(Stored data entries)
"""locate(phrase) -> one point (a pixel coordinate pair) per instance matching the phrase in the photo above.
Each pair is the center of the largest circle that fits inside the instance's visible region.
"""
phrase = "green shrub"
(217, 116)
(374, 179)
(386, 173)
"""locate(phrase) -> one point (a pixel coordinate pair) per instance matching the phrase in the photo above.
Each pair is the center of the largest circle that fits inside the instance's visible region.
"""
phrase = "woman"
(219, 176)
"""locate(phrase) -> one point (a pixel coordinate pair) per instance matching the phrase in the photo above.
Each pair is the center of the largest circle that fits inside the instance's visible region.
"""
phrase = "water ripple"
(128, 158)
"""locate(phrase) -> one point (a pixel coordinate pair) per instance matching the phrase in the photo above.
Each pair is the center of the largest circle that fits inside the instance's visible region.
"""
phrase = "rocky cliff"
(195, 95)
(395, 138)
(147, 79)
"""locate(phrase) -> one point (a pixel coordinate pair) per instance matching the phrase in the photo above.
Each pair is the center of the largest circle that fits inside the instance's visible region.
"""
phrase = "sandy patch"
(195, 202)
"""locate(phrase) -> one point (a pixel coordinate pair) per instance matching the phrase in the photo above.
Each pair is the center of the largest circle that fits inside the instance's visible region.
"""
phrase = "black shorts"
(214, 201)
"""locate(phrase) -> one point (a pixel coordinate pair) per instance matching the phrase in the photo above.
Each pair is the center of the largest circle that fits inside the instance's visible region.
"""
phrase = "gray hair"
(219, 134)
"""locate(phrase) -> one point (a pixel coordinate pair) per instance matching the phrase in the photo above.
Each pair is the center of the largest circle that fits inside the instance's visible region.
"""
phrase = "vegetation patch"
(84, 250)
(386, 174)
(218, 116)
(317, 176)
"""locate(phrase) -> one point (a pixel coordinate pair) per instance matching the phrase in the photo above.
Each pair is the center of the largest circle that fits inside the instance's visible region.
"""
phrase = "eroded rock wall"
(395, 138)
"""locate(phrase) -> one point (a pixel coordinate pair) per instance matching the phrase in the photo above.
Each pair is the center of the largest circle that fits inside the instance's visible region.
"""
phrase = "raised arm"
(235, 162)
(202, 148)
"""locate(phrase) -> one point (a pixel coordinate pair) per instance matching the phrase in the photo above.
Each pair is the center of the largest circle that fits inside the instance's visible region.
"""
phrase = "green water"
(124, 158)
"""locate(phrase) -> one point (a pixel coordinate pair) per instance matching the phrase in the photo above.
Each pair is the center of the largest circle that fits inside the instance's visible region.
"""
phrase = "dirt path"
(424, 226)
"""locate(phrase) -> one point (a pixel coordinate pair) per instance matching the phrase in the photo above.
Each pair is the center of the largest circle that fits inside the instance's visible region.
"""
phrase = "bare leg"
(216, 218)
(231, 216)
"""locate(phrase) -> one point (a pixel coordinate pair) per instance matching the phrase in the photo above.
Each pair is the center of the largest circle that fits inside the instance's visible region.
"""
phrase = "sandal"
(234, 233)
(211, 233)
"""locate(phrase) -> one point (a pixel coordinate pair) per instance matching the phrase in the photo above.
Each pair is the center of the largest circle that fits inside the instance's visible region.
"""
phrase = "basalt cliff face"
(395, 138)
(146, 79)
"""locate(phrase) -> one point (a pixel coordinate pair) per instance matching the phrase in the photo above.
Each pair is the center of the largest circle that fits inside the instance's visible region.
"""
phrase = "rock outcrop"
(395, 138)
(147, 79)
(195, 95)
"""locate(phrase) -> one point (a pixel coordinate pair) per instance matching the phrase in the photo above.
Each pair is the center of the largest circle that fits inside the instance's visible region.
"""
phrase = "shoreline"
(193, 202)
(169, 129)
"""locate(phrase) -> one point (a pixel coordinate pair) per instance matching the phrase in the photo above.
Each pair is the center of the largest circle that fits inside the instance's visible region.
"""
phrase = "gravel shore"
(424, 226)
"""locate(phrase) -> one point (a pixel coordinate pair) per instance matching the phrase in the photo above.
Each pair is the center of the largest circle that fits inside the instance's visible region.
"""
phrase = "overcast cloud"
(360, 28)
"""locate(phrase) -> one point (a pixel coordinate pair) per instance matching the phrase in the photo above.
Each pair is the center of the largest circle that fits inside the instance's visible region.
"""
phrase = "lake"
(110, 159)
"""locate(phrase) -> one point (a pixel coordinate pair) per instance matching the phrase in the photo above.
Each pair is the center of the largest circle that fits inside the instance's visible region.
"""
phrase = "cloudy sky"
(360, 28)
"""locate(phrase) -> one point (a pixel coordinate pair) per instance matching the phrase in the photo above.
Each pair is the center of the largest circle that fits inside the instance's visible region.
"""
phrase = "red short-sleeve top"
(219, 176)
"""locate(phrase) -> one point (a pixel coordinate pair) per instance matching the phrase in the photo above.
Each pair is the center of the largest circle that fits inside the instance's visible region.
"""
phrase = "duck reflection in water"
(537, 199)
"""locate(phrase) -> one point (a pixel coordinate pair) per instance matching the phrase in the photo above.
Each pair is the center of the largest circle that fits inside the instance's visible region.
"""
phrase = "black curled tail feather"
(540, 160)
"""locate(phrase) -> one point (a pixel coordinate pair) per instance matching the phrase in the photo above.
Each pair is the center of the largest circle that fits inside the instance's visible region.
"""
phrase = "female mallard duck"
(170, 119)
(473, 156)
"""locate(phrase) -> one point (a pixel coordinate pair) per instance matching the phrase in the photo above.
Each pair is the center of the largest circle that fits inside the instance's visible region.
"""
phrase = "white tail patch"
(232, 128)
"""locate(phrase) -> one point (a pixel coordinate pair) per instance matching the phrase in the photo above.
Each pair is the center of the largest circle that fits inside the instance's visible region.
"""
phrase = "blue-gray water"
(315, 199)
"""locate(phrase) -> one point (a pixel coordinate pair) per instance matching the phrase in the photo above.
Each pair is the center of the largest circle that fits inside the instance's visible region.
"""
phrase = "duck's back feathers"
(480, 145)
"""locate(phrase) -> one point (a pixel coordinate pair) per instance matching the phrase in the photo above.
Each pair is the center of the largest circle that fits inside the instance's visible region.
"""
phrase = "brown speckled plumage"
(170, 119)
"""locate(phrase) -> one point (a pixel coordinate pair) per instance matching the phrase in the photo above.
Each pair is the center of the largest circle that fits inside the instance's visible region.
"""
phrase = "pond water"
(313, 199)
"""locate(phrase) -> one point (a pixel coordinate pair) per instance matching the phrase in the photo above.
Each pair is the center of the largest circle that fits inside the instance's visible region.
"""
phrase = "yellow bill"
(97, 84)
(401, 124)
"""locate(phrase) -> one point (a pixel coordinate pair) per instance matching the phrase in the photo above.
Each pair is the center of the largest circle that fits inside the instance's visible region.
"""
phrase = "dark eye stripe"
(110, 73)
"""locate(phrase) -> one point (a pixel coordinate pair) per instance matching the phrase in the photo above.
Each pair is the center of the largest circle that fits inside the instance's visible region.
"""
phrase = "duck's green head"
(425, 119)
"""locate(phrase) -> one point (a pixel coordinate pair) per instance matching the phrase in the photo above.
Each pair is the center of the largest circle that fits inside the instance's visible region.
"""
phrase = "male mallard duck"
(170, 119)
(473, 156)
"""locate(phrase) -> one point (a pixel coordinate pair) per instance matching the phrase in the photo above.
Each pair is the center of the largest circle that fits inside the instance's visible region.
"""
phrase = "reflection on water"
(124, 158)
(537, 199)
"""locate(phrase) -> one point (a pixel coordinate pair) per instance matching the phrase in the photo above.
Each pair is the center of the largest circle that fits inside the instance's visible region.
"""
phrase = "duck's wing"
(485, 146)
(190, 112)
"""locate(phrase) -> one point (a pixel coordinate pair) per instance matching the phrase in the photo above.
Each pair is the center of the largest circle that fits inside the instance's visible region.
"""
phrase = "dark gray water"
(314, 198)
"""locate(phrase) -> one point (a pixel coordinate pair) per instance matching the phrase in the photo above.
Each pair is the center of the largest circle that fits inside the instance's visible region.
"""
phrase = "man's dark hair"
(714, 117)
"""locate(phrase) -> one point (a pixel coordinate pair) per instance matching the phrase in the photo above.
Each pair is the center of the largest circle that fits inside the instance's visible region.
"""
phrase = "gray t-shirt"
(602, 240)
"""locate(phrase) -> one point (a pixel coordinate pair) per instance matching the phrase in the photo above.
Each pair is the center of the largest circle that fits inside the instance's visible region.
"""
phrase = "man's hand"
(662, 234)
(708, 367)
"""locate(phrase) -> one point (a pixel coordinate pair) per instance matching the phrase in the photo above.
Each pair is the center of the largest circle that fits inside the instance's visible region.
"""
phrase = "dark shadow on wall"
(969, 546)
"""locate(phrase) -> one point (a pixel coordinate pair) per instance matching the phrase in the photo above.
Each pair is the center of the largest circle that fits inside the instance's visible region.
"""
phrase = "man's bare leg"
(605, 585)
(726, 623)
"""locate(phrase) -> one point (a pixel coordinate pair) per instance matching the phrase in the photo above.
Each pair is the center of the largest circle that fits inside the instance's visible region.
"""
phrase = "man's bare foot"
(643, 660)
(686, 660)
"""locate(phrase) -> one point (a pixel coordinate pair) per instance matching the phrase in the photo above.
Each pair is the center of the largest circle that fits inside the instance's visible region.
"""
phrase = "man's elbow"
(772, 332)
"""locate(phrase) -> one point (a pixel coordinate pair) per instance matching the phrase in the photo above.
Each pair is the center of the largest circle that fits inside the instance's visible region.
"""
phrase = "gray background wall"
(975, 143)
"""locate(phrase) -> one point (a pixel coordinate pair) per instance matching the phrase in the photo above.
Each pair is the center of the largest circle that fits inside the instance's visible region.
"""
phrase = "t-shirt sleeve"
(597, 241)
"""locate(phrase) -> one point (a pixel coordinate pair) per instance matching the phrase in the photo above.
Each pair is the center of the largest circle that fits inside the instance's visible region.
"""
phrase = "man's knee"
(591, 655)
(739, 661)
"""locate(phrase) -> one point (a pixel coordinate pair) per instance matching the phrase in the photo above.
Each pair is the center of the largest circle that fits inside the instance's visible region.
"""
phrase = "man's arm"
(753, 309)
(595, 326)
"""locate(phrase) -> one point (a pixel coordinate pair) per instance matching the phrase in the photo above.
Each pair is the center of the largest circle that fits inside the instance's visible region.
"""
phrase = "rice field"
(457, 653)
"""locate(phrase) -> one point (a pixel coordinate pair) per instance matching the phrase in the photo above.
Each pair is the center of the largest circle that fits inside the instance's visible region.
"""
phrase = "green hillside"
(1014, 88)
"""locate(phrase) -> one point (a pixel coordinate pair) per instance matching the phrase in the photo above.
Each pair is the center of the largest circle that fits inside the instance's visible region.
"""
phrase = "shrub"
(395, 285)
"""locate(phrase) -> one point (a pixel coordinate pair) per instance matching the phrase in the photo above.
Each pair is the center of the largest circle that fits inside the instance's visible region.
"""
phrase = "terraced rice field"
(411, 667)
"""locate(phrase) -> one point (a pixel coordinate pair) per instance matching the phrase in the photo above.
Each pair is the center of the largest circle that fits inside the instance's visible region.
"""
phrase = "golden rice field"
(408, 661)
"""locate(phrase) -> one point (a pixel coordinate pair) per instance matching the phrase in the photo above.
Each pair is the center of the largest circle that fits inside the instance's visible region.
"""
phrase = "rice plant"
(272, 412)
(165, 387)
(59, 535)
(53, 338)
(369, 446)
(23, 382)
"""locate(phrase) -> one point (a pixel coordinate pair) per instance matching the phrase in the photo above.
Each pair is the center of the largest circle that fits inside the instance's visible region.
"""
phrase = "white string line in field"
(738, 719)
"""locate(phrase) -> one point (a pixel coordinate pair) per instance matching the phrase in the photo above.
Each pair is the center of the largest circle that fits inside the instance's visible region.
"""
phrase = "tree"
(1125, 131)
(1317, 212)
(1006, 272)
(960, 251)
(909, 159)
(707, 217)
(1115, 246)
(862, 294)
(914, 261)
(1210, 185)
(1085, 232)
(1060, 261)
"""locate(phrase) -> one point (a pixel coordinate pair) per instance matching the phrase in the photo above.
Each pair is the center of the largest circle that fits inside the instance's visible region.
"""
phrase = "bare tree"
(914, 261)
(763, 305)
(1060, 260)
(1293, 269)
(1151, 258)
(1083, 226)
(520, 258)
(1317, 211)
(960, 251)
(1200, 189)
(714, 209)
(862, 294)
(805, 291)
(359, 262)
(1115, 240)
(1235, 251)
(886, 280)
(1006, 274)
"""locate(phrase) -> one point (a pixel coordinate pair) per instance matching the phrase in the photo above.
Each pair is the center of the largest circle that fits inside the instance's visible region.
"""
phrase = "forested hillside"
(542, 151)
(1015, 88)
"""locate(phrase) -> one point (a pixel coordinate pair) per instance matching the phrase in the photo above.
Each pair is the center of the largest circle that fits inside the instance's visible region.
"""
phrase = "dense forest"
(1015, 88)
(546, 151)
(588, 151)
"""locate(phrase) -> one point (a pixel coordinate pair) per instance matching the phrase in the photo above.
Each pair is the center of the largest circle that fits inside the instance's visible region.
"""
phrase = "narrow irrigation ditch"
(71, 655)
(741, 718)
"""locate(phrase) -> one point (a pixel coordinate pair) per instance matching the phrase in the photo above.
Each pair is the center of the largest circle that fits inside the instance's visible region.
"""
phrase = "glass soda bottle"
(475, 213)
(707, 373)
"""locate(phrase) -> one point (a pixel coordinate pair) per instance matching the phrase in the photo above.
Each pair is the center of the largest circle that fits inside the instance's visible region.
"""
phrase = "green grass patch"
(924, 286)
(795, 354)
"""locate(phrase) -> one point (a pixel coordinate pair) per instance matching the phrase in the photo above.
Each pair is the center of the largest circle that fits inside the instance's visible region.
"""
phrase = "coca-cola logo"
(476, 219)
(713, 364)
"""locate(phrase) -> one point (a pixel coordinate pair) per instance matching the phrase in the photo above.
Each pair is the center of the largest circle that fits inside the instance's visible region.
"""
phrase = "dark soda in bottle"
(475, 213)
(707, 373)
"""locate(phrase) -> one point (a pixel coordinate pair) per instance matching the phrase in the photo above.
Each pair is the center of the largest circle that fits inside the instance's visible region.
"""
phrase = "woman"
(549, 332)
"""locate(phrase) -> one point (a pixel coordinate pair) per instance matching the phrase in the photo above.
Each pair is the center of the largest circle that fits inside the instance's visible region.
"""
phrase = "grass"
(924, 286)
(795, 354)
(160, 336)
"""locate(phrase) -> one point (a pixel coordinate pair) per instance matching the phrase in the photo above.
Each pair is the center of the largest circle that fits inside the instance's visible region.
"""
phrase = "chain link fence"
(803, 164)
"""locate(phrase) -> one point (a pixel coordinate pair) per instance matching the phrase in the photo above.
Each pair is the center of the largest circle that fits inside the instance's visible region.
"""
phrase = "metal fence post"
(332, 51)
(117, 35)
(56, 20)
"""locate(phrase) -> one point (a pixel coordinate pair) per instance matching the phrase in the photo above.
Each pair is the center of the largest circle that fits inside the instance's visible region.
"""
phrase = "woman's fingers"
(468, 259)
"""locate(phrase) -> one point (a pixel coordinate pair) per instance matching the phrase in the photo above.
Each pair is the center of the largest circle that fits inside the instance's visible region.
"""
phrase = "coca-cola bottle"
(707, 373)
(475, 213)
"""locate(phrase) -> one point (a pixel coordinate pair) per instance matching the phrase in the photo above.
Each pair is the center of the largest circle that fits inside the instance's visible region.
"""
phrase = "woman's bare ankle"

◆ Exercise brief
Gather every line in the items above that contains the string "tail".

◆ Exercise solution
phrase = "black curled tail feather"
phrase = "white tail patch"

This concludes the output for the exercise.